*STORED ROWS*

-- start --

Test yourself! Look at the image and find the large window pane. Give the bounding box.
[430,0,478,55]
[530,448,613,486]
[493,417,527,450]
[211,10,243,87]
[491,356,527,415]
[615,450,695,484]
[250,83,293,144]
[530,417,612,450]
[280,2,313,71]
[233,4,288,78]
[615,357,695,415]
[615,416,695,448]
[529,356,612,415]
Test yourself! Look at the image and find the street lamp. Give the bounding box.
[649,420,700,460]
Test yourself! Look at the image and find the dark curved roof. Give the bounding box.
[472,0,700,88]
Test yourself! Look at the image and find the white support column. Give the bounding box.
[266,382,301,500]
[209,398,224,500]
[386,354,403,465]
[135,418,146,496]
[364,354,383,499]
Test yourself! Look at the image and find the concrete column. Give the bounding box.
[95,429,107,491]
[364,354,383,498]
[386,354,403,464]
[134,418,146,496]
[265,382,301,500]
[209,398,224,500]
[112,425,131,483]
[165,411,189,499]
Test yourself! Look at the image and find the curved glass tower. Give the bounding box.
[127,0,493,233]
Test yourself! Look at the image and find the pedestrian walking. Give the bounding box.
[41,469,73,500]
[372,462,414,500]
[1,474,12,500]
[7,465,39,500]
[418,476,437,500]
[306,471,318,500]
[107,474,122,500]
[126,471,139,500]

-- end --
-- start --

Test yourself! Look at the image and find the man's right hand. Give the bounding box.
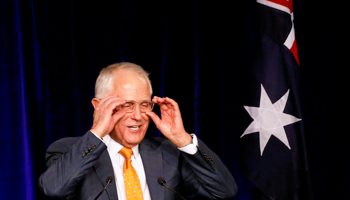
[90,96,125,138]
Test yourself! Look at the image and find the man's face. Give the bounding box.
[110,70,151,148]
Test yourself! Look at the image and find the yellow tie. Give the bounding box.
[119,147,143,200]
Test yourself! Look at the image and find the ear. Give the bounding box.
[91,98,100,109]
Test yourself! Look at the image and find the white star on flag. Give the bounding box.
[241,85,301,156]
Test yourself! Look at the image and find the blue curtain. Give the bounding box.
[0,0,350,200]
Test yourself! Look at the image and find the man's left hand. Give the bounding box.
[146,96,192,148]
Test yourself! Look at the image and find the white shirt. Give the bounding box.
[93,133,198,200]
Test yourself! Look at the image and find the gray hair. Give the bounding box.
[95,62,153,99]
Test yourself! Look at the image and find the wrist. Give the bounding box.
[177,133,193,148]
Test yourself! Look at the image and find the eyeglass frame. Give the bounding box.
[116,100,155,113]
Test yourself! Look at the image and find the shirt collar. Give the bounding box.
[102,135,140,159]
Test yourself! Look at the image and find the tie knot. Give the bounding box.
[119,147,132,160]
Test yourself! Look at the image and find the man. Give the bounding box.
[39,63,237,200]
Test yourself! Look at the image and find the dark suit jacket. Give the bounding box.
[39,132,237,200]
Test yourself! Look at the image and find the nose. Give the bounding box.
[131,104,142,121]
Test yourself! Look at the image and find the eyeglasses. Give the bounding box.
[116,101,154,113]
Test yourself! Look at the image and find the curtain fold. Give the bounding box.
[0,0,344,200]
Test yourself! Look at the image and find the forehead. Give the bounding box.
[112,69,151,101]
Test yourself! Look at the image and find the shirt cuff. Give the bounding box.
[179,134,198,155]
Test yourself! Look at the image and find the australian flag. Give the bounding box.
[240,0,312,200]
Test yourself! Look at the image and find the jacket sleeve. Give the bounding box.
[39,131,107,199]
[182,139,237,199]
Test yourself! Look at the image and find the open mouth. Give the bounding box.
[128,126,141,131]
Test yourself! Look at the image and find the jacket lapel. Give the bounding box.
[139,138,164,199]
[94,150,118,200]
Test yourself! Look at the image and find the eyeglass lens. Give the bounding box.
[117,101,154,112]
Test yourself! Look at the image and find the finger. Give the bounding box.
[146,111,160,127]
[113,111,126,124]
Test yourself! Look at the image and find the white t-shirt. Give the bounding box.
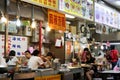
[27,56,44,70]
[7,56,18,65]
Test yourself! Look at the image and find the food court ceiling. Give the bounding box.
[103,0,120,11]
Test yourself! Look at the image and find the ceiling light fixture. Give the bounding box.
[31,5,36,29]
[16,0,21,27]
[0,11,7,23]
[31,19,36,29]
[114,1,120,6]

-- end --

*WRITTEN EXERCISE*
Please rewrite the listing, from the line containing "Test yourself! Look at the image and find the gray" through the line containing "[7,56,18,65]", as a two-column CSV headed request and box, with one row for each request holding its text and its answer. Put each in a single quoted field with line breaks turned into spaces, and leave the pictures out.

*OUTPUT OF THE EXERCISE*
request,box
"Test yourself! Look at the image and find the gray hair. Give the bounding box.","[95,62,153,99]"
"Test yourself! Look at the image and find the wrist. Give the bounding box.","[177,133,193,148]"
"Test yourself! Look at the image and find the eyeglass frame. Give the bounding box.","[116,100,155,113]"
"Test yourself! Look at the image and find the shirt collar. Give the bounding box.","[102,135,140,159]"
"Test yourself! Look at the image and find the tie knot. Give the bounding box.","[119,147,132,160]"
"Test yourself! Look at the image and find the man. Give the bounding box.","[39,63,237,200]"
"Test yourself! Look at the image and find the dark suit jacket. Give the bounding box.","[39,132,237,200]"
"Test yourself! Look at the image and find the nose. Give the bounding box.","[131,104,142,121]"
"Test yourself! Look at the image and find the eyeglasses. Give the bounding box.","[116,101,154,113]"
"Test yourself! Look at the image and find the curtain fold. Give the bounding box.","[0,0,344,200]"
"Test yourself! Look at the image and find the forehead. Give the bounding box.","[112,69,151,101]"
"Test yourself! Look at the image and find the shirt cuff. Give the bounding box.","[179,134,198,155]"
"Test yourself! Look at the image and find the australian flag. Give the bounding box.","[240,0,312,200]"
"Test yourself! Look at the image and find the jacket sleeve. Give the bounding box.","[39,131,107,199] [182,139,237,199]"
"Test yourself! Look at the image and find the open mouth. Give the bounding box.","[128,126,141,131]"
"Test yourself! Look at the image and find the jacket lapel. Give the bounding box.","[139,138,164,199] [94,150,118,200]"
"Test yourself! Look at the image and find the eyeglass lens. Give the bounding box.","[117,101,154,112]"
"Test yourself! Look at the image and find the finger. Give the bounding box.","[146,111,160,127] [113,111,126,124]"
"Test yourself! Look at the image and find the white t-shirt. Give the bounding box.","[27,56,44,70] [7,56,18,65]"